__REQUIRED TASK A__
Render this sentence from the news excerpt on the CFPB layoffs in Spanish: "Paoletta said employees who received layoff notices Thursday “are still CFPB employees for 60 days” and that the bureau “will continuously assess … workforce needs and assess and adapt and make appropriate changes to ensure compliance with statutory duties and account for changing circumstances.”"

-- BEGIN SOURCE --

Paoletta said employees who received layoff notices Thursday “are still CFPB employees for 60 days” and that the bureau “will continuously assess … workforce needs and assess and adapt and make appropriate changes to ensure compliance with statutory duties and account for changing circumstances.”
U.S. District Judge Amy Berman Jackson, who is presiding over the case that could determine the CFPB’s fate, issued a temporary restraining order Friday halting the layoffs, pending an April 28 evidentiary hearing.
“I’m willing to resolve it quickly, but I’m not going to let this RIF [reduction in force] go forward until I have,” Jackson said during a hearing, as reported by the Associated Press.
A union representing many of the CFPB’s staff sued Acting Director Russel Vought on Feb. 9, challenging what it characterized as the Trump administration’s “ongoing effort to dismantle the CFPB.” Consumer groups, including the National Consumer Law Center and the NAACP, joined the legal battle, and attorneys general of 13 states and the District of Columbia also filed an amicus brief seeking to forestall mass layoffs.

-- END SOURCE --
-- BEGIN STORED RECORDS --

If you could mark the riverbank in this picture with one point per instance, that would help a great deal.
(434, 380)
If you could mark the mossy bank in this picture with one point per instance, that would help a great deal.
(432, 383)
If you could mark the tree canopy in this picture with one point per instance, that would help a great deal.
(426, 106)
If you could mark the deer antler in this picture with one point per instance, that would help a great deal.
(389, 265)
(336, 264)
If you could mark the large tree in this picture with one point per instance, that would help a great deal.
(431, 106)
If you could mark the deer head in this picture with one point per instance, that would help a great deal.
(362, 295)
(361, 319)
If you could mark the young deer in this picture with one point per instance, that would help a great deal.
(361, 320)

-- END STORED RECORDS --

__REQUIRED TASK B__
Rewrite the pointing and labeling records above as a JSON list of strings, with one string per line and no blank lines.

__RIGHT ANSWER A__
Paoletta dijo que los empleados que recibieron avisos de despido el jueves "siguen siendo empleados de la CFPB durante 60 días" y que la oficina "evaluará continuamente … las necesidades de personal y evaluará, se adaptará y hará los cambios apropiados para garantizar el cumplimiento de las obligaciones legales y tener en cuenta las circunstancias cambiantes".

__RIGHT ANSWER B__
[
  "If you could mark the riverbank in this picture with one point per instance, that would help a great deal.",
  "(434, 380)",
  "If you could mark the mossy bank in this picture with one point per instance, that would help a great deal.",
  "(432, 383)",
  "If you could mark the tree canopy in this picture with one point per instance, that would help a great deal.",
  "(426, 106)",
  "If you could mark the deer antler in this picture with one point per instance, that would help a great deal.",
  "(389, 265)",
  "(336, 264)",
  "If you could mark the large tree in this picture with one point per instance, that would help a great deal.",
  "(431, 106)",
  "If you could mark the deer head in this picture with one point per instance, that would help a great deal.",
  "(362, 295)",
  "(361, 319)",
  "If you could mark the young deer in this picture with one point per instance, that would help a great deal.",
  "(361, 320)"
]